**Exercise requirements**
According to the passage about CLARE, which trust does CLARE work closely with?

:: Passage

These conversations are ongoing, and they do not stop there.

The nature of CLARE, particularly the fact that one of its primary services is assisting individuals who are in danger of becoming isolated to access existing services, means good collaboration is essential, both with other charities and also health trusts and other statutory agencies.

However, they consider their clients to be their primary partners.

“We have spoken with voluntary and community organisations, and we are now halfway through doing more one-to-one conversations with people who may want to use our services.

“In any given area we need to know not just that there should be a need for our services, but also the nature of that need.

“You need those people in the community to tell you what they need to stay healthy and happy and connected.”

Health and reform

CLARE is a not a health organisation, per se, but clearly a lot of its work falls under this remit. It works closely with the Belfast Trust and it helps its service users get to medical appointments, and also connects them with third sector health services, for example the Alzheimer’s Society or Hearing Dogs for Deaf People.

The work CLARE does also happens to fit precisely into the planned new structures for Health and Social Care – a system that will focus on prevention and early interventions, that will be based in the community, promote independence, and have the home as the main hub for care.

::::
:: Given entries

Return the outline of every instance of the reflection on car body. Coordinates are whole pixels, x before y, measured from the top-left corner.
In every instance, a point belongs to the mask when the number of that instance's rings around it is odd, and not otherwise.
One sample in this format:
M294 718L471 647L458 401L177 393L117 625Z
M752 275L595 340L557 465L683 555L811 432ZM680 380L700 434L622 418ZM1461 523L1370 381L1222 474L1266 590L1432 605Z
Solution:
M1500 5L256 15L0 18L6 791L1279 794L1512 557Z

::::
:: Given entries

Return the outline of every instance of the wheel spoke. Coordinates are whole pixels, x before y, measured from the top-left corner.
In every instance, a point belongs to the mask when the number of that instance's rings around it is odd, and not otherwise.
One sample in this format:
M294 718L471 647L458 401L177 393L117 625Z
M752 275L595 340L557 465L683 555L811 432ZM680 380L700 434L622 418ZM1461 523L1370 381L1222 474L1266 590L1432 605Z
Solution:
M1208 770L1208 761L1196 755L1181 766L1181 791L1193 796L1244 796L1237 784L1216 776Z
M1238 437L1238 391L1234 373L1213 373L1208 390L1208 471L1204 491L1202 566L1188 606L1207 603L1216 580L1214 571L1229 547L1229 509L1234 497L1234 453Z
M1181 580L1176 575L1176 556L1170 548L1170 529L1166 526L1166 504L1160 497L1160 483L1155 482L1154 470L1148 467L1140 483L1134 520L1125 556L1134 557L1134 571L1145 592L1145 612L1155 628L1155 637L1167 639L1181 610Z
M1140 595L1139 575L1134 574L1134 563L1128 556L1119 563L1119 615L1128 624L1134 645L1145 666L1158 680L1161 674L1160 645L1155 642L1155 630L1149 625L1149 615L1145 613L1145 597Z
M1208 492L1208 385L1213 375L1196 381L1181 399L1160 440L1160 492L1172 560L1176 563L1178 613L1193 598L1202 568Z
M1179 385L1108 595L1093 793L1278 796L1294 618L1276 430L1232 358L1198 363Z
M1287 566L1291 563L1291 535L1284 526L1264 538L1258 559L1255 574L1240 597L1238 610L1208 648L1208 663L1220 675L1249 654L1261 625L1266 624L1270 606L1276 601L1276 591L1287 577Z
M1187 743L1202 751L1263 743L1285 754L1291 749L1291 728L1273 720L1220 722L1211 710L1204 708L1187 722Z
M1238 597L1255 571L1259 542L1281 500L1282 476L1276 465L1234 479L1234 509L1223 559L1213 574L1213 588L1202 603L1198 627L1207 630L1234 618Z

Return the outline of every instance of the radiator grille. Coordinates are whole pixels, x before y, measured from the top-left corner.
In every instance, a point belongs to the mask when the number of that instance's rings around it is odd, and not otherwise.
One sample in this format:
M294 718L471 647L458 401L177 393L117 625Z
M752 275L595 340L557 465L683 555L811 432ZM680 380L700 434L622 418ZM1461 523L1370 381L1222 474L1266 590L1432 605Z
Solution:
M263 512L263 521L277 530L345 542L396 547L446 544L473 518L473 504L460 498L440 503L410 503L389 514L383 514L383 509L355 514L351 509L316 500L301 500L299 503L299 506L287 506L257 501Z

::::
:: Given entries

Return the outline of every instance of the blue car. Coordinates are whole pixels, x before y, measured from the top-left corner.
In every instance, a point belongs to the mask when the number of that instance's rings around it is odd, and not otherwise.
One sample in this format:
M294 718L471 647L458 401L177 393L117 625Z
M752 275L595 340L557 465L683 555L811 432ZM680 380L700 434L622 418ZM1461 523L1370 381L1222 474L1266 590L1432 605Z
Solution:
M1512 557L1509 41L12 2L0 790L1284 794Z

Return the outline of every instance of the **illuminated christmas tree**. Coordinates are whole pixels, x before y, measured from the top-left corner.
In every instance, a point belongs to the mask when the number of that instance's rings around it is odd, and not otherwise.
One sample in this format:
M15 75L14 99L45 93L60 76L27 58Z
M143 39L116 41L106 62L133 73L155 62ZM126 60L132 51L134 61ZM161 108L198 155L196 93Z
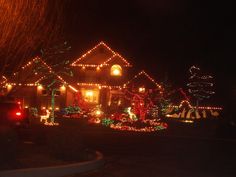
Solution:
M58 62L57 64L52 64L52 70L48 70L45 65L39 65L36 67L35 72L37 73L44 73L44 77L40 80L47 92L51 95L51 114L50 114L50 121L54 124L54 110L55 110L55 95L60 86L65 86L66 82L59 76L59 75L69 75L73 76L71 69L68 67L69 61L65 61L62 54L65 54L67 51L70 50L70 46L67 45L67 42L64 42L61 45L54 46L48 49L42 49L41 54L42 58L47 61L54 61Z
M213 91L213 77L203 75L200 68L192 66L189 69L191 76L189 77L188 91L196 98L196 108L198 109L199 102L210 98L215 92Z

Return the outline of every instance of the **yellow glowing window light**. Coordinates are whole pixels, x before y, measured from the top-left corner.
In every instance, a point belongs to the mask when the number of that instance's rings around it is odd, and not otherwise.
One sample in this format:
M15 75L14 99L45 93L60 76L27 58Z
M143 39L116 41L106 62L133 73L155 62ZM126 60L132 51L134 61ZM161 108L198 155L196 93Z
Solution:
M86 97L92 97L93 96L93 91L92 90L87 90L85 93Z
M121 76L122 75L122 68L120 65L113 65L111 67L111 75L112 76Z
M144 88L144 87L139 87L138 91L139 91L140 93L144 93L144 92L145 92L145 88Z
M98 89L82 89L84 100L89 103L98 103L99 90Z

::::

**Written answer**
The Belfast Trust.